----- FONTE -----

E ciò non è che la prima conseguenza dell’arrivo massiccio e disordinato degli umanitari e degli ingenti fondi per la ricostruzione promessi dalla comunità internazionale (4,5 miliardi di dollari in cinque anni). Questo arrivo brutale di mezzi rischia ugualmente di far salire alle stelle i prezzi al consumo, dei terreni e degli appartamenti.

Fissare limiti ai salari

Per correggere il tiro, Terre des Hommes propone d’adottare un codice di comportamento per l’insieme delle organizzazioni attive in loco. Un codice di cui Ignacio Packer riassume la filosofia:” Bisogna combinare l’aiuto d’urgenza con un’azione a lungo respiro”.

Concretamente Terre des Hommes propone che le ONG consacrino dei fondi alla formazione professionale dei team locali e che fissino insieme un limite minimo e massimo degli stipendi.

----- MATERIALE FORNITO -----

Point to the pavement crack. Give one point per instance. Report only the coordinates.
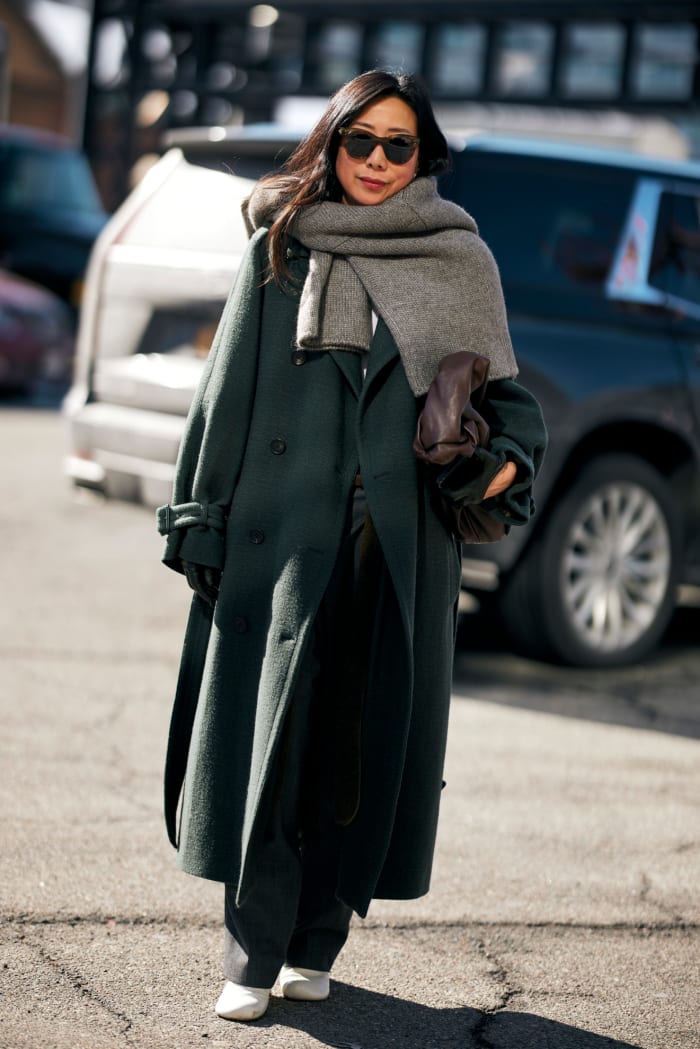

-----

#### COMPITI:
a – Trasforma in un elenco il paragrafo della fonte che comincia con «Concretamente Terre des Hommes propone», conservandone i fatti principali.
b – Riprendi la fonte sugli aiuti umanitari e sui fondi per la ricostruzione, proseguendola dopo la sua ultima frase.
Il materiale ha un'origine diversa da quella della fonte.

#### RISULTATI ATTESI:
a –
Terre des Hommes propone che le ONG:
- destinino fondi alla formazione professionale dei team locali;
- fissino insieme un limite minimo e massimo degli stipendi.

b –
Il coordinamento delle organizzazioni svizzere

Ignacio Packer cita ugualmente il modus operandi della decina di ONG svizzere attive in Afghanistan: “il coordinamento stimolato dalla Catena della solidarietà e della direzione dello sviluppo e della cooperazione funziona bene e tutti ragionano sul lungo termine”.

Gli svizzeri non sono certamente i soli a lavorare in questo modo. “La maggior parte delle ONG europee divide le nostre preoccupazioni”, sottolinea Ignacio Packer. Ma il governo afgano – tra le mille urgenze cui è confrontato – non è ancora in grado di prendere le redini di questa massa di aiuti. E nemmeno l’ONU non ha per il momento un meccanismo di coordinamento da proporre.